### TASK REQUIREMENTS:
The entries below should be transcribed in their entirety, exactly as written.

### SUPPLIED MATERIAL:
● ● ● ● ●

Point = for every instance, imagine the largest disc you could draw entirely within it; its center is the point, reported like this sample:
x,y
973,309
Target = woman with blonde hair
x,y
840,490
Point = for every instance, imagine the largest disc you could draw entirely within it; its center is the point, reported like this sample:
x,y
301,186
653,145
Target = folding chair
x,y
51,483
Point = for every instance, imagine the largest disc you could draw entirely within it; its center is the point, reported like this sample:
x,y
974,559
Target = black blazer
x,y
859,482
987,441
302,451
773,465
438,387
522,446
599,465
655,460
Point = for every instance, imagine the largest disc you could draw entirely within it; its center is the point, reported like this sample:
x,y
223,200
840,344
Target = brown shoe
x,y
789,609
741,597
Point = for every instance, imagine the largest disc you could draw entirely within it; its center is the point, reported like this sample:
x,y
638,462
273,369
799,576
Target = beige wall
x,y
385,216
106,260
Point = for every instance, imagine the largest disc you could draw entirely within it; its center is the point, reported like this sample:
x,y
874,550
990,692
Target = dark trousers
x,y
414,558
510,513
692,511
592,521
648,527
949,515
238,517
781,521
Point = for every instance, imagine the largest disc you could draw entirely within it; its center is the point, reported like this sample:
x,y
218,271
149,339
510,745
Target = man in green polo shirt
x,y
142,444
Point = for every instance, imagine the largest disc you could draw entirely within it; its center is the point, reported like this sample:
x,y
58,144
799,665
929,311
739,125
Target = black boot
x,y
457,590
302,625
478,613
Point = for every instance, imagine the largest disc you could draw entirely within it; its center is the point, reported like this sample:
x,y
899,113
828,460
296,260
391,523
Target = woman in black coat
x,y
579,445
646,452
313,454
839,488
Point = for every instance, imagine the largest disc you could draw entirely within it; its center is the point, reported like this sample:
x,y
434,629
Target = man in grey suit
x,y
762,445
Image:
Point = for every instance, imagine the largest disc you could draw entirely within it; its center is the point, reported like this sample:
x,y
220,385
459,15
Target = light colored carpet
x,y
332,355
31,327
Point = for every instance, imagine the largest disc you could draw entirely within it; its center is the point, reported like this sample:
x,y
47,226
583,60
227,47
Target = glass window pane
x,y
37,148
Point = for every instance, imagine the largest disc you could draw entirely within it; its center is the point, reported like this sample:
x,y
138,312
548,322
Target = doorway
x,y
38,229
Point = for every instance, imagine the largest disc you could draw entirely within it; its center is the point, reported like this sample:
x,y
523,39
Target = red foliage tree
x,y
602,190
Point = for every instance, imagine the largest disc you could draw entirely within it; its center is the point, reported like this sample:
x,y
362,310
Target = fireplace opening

● ● ● ● ●

### SOLUTION TO THE PROBLEM:
Point = for every instance, imagine the largest disc you could draw entirely within it; its center is the point, reported like this sample:
x,y
973,309
Target = woman with blonde hair
x,y
840,490
Point = for every instance, imagine the largest disc you could draw entirely within it; its center is the point, reported like this sample:
x,y
301,186
653,145
Target = folding chair
x,y
51,483
Point = for every instance, imagine the largest disc you could draw entirely within it; its center is the point, reported like this sample:
x,y
974,559
Target = black blazer
x,y
859,482
987,441
302,451
773,465
438,387
522,446
599,465
655,460
Point = for every instance, imagine the largest disc you could draw entirely within it; its center is the point, reported like this sample:
x,y
223,200
840,344
Target = brown shoe
x,y
789,609
741,597
Point = for every instance, imagine the largest disc you could draw entirely within it; its center is the point, reported like this sample:
x,y
638,462
273,369
799,576
Target = beige wall
x,y
385,216
106,260
Point = for every instance, imagine the largest disc you could draw entirely within it; its center is the point, reported like this sample:
x,y
874,550
990,692
Target = dark trousers
x,y
414,558
510,513
692,511
592,521
648,527
949,515
238,517
781,521
Point = for every instance, imagine the largest disc you could draw entirely within it; its center is the point, reported like this sample:
x,y
218,271
149,339
510,745
Target = man in green polo shirt
x,y
142,444
Point = for every instance, imagine the largest disc you could draw entirely within it; its center is the point, reported like this sample:
x,y
58,144
799,665
929,311
739,125
Target = black boot
x,y
457,590
302,625
478,613
Point = for every instance, imagine the largest disc you could draw entirely within it; its center is the point, reported like this sample:
x,y
899,113
828,460
296,260
391,523
Target = woman in black coat
x,y
579,445
646,452
313,454
839,488
Point = for every instance, imagine the largest disc you could draw entirely within it; its center is the point, reported like this sample:
x,y
434,629
Target = man in grey suit
x,y
762,445
Image:
Point = for every instance, imagine the largest disc you could draw entirely within it; its center is the point, reported like this sample:
x,y
220,385
459,15
Target = light colored carpet
x,y
332,355
31,327
Point = for every instance, imagine the largest disc you could draw entirely within it; its center is the point, reported like this sample:
x,y
47,226
583,60
227,47
Target = glass window pane
x,y
37,148
Point = for every instance, imagine the largest disc you could draw entirely within it; its center is the point, reported like this sample:
x,y
138,312
548,322
Target = doorway
x,y
38,229
Point = for every instance, imagine the largest disc you could draw entirely within it; its center is the point, reported like this sample:
x,y
523,39
Target = red foliage tree
x,y
602,190
Point = for every instance, imagine the largest disc you could draw entirely within it; its center is the point, reported like this sample:
x,y
362,310
Target = fireplace opening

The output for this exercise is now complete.